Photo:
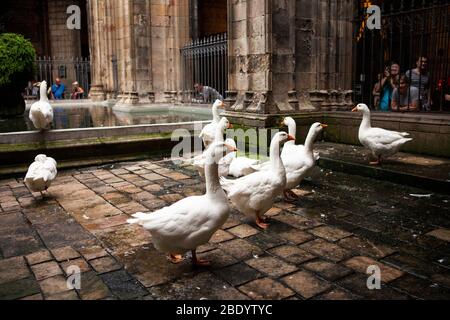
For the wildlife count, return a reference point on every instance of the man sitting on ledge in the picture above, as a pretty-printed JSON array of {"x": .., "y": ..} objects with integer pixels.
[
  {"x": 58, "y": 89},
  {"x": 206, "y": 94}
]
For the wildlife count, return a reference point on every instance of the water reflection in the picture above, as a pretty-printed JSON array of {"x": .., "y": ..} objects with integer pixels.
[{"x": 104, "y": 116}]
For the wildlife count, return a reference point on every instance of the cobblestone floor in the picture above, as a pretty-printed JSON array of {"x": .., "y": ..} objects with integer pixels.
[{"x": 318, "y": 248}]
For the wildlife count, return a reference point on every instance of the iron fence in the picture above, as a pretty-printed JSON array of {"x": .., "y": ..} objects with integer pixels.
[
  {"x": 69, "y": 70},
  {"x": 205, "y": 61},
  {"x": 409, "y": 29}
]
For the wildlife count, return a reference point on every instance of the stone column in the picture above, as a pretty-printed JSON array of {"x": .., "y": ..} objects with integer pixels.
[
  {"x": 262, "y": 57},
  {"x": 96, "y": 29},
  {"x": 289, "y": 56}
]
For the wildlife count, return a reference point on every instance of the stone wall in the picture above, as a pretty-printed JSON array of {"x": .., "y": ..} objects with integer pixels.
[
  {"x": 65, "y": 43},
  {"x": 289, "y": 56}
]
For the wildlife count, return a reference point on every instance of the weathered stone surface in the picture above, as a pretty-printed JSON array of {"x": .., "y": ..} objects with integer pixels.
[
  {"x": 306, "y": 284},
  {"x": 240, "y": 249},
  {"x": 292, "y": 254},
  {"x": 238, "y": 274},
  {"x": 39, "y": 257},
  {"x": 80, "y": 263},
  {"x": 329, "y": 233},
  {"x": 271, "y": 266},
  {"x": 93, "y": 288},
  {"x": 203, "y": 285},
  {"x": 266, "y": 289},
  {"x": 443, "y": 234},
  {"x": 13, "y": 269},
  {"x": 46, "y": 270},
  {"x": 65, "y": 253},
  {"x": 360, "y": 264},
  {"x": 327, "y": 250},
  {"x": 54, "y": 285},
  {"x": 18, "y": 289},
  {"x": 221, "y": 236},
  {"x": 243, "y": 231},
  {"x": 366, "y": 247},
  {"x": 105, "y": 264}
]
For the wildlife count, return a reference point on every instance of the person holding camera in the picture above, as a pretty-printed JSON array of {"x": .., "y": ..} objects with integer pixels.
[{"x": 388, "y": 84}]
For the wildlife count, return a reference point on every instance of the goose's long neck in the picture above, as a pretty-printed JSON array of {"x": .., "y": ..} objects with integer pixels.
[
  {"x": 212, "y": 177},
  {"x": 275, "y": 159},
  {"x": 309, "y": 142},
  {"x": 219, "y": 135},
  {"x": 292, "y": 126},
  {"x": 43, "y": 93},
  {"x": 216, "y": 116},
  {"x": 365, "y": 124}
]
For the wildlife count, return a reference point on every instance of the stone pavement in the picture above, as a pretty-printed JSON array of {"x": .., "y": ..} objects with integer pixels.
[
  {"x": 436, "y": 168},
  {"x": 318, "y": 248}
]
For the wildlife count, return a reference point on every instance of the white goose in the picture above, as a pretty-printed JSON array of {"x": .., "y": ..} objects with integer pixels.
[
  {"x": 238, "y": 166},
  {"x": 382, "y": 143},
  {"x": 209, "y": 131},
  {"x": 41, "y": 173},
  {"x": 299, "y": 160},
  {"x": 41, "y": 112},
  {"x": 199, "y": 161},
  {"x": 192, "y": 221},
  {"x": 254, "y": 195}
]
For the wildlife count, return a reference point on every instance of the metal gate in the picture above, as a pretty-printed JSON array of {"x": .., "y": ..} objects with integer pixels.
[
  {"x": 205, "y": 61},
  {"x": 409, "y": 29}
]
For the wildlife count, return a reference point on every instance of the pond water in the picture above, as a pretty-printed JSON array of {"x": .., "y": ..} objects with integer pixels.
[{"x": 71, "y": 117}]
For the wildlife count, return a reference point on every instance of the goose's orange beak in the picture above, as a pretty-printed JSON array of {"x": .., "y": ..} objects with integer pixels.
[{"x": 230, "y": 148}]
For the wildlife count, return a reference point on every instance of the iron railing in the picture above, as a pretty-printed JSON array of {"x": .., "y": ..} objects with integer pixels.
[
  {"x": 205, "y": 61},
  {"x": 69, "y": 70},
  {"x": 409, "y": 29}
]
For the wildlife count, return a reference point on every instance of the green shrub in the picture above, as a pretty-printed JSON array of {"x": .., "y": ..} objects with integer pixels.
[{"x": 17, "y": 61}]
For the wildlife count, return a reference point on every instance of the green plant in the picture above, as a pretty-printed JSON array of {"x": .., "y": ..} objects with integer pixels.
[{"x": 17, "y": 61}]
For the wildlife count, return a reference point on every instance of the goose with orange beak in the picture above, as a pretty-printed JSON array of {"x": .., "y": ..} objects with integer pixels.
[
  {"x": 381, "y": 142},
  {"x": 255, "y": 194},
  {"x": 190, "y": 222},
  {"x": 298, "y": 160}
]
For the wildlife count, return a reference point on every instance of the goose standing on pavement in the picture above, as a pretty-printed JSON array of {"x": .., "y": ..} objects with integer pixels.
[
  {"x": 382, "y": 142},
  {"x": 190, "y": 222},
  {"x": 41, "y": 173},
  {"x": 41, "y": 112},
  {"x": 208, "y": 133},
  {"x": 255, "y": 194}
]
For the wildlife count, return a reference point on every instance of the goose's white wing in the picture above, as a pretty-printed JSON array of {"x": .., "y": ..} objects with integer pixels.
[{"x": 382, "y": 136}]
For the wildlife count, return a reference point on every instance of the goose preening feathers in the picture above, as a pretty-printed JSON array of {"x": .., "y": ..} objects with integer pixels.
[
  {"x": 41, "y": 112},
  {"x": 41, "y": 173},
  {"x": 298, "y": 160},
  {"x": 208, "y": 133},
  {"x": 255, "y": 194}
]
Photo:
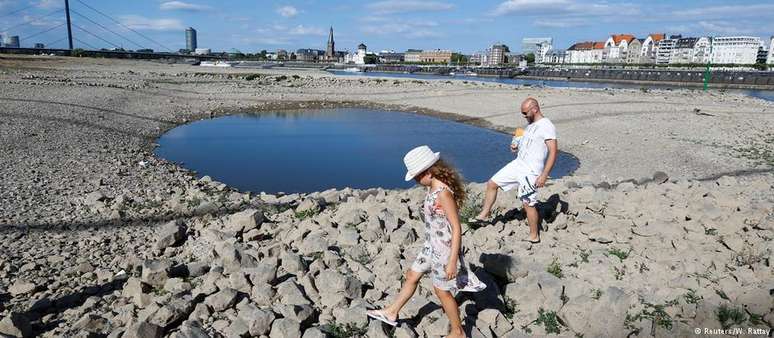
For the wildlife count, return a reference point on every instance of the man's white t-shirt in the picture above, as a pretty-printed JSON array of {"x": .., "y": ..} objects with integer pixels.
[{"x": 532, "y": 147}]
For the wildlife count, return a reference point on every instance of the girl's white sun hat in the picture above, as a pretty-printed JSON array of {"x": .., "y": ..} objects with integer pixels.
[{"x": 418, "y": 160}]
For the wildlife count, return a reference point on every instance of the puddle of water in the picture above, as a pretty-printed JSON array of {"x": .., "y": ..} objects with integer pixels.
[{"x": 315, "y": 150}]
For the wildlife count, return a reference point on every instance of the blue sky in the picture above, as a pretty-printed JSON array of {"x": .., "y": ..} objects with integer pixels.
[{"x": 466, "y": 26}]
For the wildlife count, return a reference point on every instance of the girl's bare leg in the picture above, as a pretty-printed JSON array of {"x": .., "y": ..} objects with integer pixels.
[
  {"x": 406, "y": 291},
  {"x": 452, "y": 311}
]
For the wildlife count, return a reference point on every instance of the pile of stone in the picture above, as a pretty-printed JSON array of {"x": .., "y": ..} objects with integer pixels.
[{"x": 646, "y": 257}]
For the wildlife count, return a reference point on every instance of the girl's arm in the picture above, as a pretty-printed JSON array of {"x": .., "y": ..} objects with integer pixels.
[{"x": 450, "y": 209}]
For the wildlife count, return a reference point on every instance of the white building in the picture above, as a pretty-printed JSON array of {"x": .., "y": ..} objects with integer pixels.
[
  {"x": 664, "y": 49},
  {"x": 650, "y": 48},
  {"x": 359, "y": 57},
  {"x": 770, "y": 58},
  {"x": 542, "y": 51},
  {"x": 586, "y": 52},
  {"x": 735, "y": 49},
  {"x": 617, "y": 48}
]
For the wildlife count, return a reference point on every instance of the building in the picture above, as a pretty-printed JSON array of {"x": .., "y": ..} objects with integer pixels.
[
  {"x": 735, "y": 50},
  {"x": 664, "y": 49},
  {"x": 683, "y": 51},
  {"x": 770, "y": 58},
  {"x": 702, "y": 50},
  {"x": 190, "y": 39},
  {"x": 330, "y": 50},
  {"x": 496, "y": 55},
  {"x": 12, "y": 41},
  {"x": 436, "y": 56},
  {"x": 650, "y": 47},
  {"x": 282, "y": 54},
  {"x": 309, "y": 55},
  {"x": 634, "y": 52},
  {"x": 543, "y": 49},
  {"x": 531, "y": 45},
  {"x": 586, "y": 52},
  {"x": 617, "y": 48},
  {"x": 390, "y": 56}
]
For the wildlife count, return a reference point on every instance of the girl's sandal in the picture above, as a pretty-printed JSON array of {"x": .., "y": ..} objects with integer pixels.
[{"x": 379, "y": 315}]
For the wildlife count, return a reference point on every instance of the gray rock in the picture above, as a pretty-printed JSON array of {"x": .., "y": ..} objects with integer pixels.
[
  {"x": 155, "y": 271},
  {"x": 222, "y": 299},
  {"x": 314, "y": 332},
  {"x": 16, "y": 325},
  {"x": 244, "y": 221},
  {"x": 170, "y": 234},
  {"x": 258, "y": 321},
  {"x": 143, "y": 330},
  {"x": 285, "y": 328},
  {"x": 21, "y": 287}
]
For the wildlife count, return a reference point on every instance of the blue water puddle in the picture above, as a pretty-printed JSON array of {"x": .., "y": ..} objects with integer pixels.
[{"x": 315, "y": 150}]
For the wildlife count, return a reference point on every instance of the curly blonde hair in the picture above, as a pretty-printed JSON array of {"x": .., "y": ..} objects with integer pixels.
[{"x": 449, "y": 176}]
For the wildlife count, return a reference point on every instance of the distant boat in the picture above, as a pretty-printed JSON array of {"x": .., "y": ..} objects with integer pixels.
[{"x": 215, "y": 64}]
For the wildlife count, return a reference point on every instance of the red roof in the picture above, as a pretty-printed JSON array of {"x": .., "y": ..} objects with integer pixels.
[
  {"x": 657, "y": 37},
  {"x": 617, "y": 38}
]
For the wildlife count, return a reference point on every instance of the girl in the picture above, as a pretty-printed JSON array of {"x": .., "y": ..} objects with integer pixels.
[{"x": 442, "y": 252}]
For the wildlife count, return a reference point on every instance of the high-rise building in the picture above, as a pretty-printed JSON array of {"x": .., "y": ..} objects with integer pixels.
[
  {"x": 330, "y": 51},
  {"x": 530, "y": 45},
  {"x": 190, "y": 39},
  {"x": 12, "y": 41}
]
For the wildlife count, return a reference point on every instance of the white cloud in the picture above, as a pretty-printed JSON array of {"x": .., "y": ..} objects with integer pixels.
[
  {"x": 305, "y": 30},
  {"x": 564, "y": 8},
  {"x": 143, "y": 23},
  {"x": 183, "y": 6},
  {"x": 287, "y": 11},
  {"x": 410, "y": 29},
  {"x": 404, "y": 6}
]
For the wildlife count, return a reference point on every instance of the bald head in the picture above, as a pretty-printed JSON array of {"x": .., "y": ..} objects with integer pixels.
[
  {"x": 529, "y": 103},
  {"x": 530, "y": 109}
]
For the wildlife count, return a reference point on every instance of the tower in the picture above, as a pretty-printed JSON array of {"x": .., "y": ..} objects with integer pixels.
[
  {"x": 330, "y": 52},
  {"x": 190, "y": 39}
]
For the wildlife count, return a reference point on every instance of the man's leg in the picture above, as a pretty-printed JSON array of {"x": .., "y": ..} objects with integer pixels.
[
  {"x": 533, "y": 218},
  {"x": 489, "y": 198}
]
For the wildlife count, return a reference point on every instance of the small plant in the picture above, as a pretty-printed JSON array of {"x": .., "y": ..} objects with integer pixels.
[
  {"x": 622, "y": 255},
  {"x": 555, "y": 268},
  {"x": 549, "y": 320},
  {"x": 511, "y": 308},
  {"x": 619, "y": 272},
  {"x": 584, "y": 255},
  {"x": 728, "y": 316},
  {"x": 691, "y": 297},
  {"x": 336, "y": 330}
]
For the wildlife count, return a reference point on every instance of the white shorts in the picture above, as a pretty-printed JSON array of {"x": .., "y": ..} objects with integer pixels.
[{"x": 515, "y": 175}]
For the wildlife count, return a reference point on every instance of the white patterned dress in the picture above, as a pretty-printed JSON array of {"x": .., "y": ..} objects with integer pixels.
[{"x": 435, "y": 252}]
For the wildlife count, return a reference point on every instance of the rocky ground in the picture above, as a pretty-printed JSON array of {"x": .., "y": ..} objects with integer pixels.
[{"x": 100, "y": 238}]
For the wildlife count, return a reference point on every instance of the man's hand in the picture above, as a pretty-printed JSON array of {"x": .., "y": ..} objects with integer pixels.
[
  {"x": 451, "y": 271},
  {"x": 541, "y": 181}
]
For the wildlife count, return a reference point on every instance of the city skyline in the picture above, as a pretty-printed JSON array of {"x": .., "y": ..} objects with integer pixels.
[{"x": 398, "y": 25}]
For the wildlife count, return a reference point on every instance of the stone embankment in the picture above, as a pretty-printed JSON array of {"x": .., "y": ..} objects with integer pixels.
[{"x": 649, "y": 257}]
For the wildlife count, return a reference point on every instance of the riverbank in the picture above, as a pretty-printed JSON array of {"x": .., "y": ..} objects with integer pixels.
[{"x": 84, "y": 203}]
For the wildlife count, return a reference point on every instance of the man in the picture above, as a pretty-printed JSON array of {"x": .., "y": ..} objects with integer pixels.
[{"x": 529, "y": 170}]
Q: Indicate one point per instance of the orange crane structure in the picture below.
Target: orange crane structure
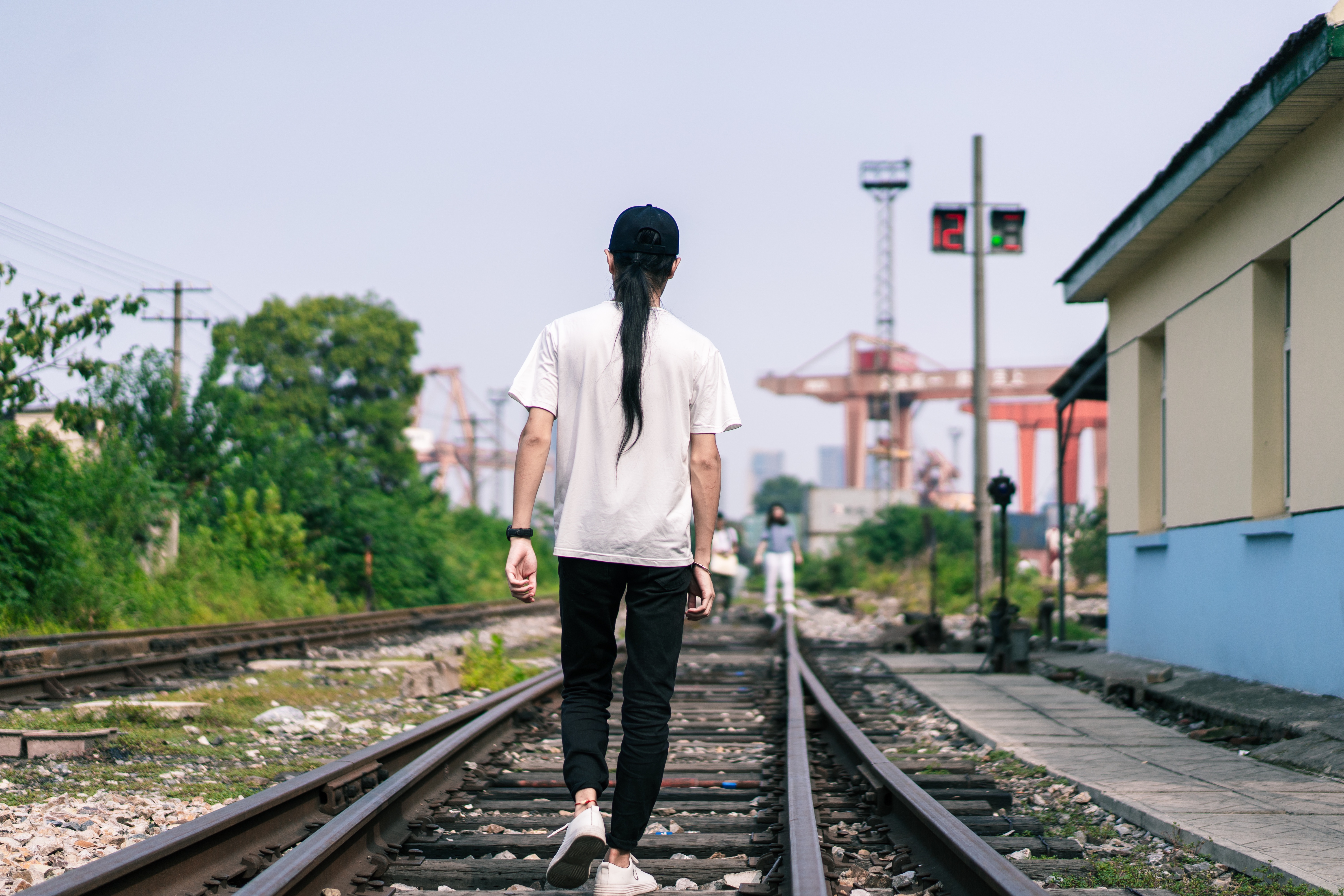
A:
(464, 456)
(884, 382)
+++
Taking the records above line by line, count those that hold the word "crane"; the number is the entire answer.

Response for this exercise
2